## PROBLEM
Lines from the one containing "Each instance of the belfry" through the last line of the data are to be repeated word for word, both ends included.

## STORED ROWS
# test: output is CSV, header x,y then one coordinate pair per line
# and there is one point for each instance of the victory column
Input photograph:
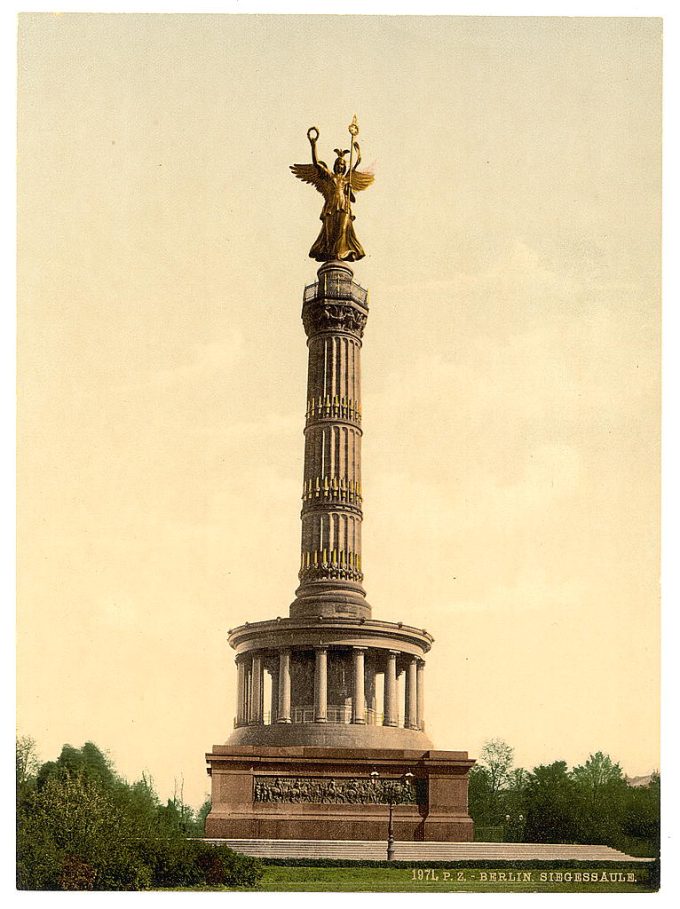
x,y
340,737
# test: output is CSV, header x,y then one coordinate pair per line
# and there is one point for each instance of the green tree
x,y
497,757
551,811
82,827
601,794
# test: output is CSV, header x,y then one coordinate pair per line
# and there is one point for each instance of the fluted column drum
x,y
334,315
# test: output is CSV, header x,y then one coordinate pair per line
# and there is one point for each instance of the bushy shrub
x,y
81,827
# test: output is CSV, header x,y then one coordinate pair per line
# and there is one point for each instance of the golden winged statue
x,y
336,239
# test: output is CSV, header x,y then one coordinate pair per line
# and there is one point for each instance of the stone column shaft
x,y
359,693
421,694
284,687
274,696
241,692
411,717
321,686
256,705
391,711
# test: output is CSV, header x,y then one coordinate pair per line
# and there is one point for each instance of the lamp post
x,y
405,778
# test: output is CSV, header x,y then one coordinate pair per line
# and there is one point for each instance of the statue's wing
x,y
310,174
361,180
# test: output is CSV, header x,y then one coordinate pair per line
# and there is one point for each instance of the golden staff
x,y
354,132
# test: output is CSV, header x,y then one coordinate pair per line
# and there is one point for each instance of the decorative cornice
x,y
334,316
336,565
336,408
332,491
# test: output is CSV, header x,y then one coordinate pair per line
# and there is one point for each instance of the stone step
x,y
375,850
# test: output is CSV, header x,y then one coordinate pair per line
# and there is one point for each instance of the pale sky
x,y
510,368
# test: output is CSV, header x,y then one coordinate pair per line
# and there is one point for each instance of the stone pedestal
x,y
329,793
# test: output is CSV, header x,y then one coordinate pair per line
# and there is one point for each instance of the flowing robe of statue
x,y
337,239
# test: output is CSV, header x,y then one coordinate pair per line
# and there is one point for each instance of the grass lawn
x,y
356,877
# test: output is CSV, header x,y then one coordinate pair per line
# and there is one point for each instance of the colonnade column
x,y
284,687
358,691
391,706
256,704
321,685
421,694
274,697
411,717
241,714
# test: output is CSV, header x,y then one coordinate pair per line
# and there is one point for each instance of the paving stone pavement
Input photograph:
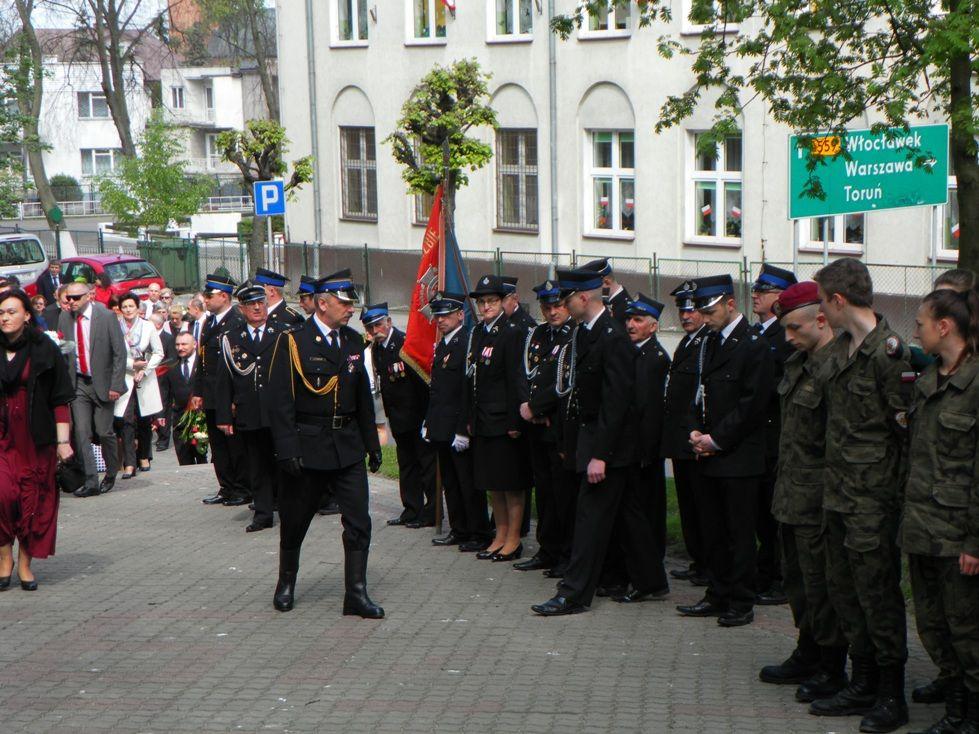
x,y
156,616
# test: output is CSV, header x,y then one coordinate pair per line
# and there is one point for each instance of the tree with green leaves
x,y
153,188
259,153
432,140
818,66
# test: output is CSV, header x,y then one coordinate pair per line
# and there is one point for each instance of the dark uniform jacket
x,y
604,377
209,355
332,430
680,414
444,418
798,497
941,498
404,393
652,367
738,384
241,387
497,384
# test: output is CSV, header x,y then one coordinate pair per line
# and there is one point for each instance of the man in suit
x,y
49,281
736,386
179,385
681,414
99,376
405,398
227,451
601,395
765,291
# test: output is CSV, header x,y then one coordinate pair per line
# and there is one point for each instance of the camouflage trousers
x,y
863,575
946,608
804,580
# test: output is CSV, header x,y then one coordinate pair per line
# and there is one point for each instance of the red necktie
x,y
80,339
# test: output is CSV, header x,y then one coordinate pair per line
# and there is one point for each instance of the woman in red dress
x,y
35,390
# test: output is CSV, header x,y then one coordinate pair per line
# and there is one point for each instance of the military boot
x,y
890,710
829,680
857,698
355,600
285,589
955,704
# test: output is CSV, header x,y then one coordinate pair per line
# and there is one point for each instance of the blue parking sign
x,y
269,198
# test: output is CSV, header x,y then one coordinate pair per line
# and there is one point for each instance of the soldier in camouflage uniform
x,y
866,409
818,662
940,523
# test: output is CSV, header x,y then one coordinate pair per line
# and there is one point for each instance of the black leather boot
x,y
857,698
355,600
829,680
890,710
285,589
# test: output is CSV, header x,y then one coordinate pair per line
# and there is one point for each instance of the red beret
x,y
796,296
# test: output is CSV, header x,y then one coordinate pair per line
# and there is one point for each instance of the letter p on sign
x,y
269,198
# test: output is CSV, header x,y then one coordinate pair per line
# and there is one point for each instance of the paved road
x,y
156,616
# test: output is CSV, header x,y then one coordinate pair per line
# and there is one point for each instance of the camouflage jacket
x,y
798,498
941,497
866,423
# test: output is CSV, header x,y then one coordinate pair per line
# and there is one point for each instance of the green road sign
x,y
880,174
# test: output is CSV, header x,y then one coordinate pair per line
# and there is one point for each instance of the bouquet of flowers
x,y
193,430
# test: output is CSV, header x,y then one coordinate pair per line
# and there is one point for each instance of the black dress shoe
x,y
702,608
557,606
734,618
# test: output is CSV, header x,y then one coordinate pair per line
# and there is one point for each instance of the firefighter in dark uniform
x,y
322,417
241,397
601,392
552,481
765,290
681,413
227,452
466,508
405,398
281,314
737,384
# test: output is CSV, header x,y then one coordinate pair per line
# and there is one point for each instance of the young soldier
x,y
866,423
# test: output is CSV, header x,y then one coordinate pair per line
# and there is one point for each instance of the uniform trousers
x,y
228,457
946,606
726,507
863,573
301,498
466,507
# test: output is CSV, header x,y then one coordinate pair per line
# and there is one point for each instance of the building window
x,y
427,20
715,188
92,105
611,182
516,180
351,23
100,161
358,173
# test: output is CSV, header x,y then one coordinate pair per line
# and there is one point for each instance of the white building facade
x,y
618,188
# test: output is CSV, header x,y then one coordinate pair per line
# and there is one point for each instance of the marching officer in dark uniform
x,y
681,415
736,386
405,398
281,313
553,483
227,452
322,417
601,385
466,508
765,291
242,396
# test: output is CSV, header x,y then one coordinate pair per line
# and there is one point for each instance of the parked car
x,y
22,256
126,272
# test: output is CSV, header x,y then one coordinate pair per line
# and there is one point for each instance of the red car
x,y
127,272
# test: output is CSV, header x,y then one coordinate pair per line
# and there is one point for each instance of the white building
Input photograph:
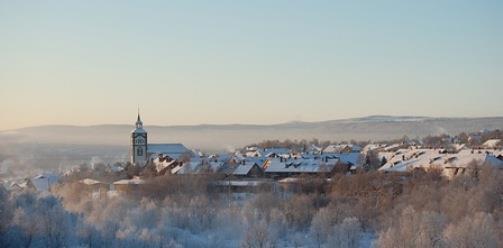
x,y
141,151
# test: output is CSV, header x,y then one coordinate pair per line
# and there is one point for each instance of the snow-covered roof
x,y
190,167
44,181
162,162
495,161
240,183
303,165
407,159
341,148
173,150
492,143
135,180
244,169
138,130
89,181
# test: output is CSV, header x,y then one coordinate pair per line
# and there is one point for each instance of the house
x,y
495,161
343,148
248,169
451,164
43,182
492,144
94,188
163,163
128,185
281,167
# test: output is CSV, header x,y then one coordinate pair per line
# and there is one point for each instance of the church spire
x,y
139,123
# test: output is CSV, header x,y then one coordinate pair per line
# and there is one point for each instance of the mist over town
x,y
251,124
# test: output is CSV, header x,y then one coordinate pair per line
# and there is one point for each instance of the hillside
x,y
218,137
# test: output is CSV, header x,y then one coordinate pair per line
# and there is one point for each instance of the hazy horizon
x,y
188,63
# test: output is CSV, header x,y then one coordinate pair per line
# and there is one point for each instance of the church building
x,y
141,151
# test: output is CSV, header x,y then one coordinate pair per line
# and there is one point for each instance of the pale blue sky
x,y
192,62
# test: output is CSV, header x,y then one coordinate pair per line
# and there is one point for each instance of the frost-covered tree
x,y
346,234
475,231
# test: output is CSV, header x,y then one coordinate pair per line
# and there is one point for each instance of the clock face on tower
x,y
139,141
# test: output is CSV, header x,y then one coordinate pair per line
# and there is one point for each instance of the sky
x,y
220,62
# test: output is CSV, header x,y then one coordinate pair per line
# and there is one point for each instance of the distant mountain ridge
x,y
215,136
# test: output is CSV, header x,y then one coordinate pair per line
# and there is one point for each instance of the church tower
x,y
138,150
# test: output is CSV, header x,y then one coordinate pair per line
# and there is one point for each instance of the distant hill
x,y
220,137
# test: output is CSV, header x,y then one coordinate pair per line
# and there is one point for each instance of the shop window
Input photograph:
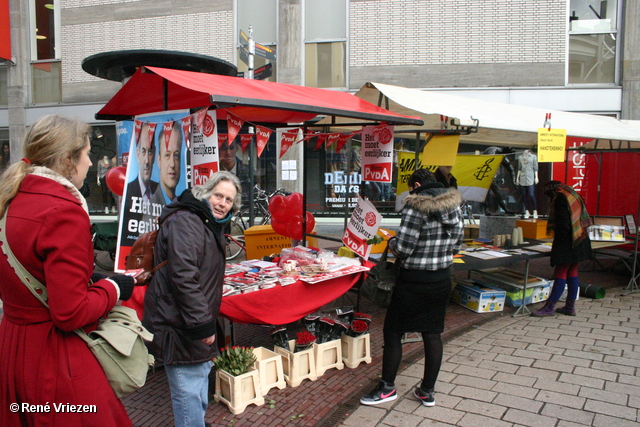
x,y
326,43
593,42
262,17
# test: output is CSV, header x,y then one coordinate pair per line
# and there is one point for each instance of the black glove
x,y
125,283
97,276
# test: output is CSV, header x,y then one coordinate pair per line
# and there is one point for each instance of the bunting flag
x,y
199,116
151,132
331,138
186,130
262,137
167,129
287,140
245,140
136,130
222,139
342,140
234,124
320,141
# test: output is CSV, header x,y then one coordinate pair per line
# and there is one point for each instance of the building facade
x,y
572,55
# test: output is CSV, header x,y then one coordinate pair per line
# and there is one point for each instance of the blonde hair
x,y
52,141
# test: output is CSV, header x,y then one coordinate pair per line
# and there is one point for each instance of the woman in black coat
x,y
568,220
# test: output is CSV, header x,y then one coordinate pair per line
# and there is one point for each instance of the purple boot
x,y
547,310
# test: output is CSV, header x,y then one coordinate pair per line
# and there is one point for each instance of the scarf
x,y
51,174
580,219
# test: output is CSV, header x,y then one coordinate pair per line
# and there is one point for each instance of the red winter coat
x,y
42,361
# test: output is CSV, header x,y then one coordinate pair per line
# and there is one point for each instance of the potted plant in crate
x,y
237,381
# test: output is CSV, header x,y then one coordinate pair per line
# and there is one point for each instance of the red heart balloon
x,y
279,226
278,206
115,178
311,222
294,227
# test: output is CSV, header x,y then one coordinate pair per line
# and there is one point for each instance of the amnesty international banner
x,y
475,175
473,172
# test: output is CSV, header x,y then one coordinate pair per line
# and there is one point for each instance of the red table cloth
x,y
285,304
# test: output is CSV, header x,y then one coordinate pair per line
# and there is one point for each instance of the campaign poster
x,y
377,153
362,226
156,174
204,147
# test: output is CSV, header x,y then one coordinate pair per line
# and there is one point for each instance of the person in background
x,y
182,302
568,219
430,233
443,175
48,230
230,162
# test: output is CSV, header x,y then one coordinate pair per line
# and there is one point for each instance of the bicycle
x,y
234,235
105,239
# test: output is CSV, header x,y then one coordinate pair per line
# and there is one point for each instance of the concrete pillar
x,y
18,76
290,42
631,61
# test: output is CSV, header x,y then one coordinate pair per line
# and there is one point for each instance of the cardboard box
x,y
478,297
533,228
261,240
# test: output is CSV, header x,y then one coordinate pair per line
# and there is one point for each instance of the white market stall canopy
x,y
499,124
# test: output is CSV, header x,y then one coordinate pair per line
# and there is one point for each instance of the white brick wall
x,y
456,31
203,33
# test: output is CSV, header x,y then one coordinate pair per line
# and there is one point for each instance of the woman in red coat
x,y
48,375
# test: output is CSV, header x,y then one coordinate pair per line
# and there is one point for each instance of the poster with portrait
x,y
156,174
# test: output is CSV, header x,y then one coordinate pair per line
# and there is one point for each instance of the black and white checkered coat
x,y
431,229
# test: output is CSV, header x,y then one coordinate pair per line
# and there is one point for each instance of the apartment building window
x,y
593,42
262,16
325,43
46,70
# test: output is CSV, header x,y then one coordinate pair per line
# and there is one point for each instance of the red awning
x,y
153,89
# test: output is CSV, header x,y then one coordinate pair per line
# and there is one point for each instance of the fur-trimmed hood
x,y
434,201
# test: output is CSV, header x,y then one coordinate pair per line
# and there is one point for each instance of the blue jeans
x,y
189,386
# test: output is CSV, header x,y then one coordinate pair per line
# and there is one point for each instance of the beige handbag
x,y
117,343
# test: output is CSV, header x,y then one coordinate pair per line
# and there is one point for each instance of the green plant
x,y
235,360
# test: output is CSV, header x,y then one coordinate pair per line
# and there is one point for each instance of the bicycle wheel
x,y
235,237
104,259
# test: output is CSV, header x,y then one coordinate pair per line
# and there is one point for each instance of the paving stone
x,y
516,402
605,396
563,412
528,419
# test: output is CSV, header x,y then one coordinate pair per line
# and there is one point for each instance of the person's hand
x,y
209,340
97,276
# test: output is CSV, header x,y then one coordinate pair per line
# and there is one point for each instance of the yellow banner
x,y
551,145
441,150
474,173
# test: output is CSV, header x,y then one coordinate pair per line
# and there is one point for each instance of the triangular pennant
x,y
287,140
186,130
136,129
321,139
199,117
151,133
262,137
222,139
167,128
233,126
245,140
342,140
333,137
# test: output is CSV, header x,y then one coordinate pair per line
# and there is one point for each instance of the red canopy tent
x,y
153,89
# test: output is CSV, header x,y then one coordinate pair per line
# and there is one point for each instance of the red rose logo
x,y
384,135
370,219
208,126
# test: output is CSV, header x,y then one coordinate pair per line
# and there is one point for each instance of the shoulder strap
x,y
37,289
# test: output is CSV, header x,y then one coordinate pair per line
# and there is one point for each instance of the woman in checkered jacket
x,y
430,233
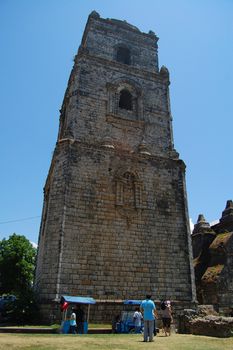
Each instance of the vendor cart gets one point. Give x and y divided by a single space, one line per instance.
66 304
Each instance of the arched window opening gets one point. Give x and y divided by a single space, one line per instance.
125 101
123 55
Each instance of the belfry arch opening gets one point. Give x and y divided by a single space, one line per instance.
125 100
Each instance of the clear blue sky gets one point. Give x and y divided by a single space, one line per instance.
38 40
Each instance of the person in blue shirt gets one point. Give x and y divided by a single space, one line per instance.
149 313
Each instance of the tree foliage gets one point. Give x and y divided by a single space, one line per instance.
17 264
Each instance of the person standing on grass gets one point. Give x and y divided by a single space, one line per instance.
149 313
166 315
137 317
73 323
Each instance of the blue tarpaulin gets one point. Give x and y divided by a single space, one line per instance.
77 300
132 302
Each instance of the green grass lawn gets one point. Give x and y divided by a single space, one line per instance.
111 342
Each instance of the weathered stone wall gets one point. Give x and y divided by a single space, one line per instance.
115 221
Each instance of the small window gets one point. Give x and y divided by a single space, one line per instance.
125 101
123 55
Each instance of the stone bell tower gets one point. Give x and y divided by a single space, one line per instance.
115 220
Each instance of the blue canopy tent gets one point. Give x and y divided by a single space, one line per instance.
74 300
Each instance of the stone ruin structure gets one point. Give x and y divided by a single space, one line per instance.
115 221
213 261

## RESULT
Each instance of the belfry arch opening gets one point. Give x and y divided by a single space, one line per instance.
125 100
Each instance of the clear blue sky gets one point. Give x and y divided by a single space, one line per instance.
38 40
Each instance of the person in blue shirt gets one point. Give x and y divided by a single space, one line per instance.
149 313
Each instance of the tree foliage gets one point. Give x and y divided by a single space, one line per instance.
17 264
Each instance of the person standing on grass gets one point. Give x and y divided by a single space, one line per instance.
149 313
166 315
137 317
73 323
Each instance of the blue tarpaulin gets one point. Give x and y divided by a single space, one line per instance.
77 300
132 302
Each instance of the green grass lawn gets one point. Give x and y divided by a single space, one line per instance.
111 342
Each instance of the weathered stone wall gets one point. Give x and y divided by a single space, one line per instance.
115 221
Each instance of the small window gets one point. Give x and y divided by a single space, one line per instance.
125 101
123 55
Each instance of the stone bell tower gets one point. Give x and y divided by a single space, one line per instance.
115 220
Each instance of the blue canopy tent gets one point. Give x and y divided by a single space, one line per instance.
74 300
Each instance of the stone ruin structure gets one point. Give x and y divided by a single space, one line per instance.
115 221
213 261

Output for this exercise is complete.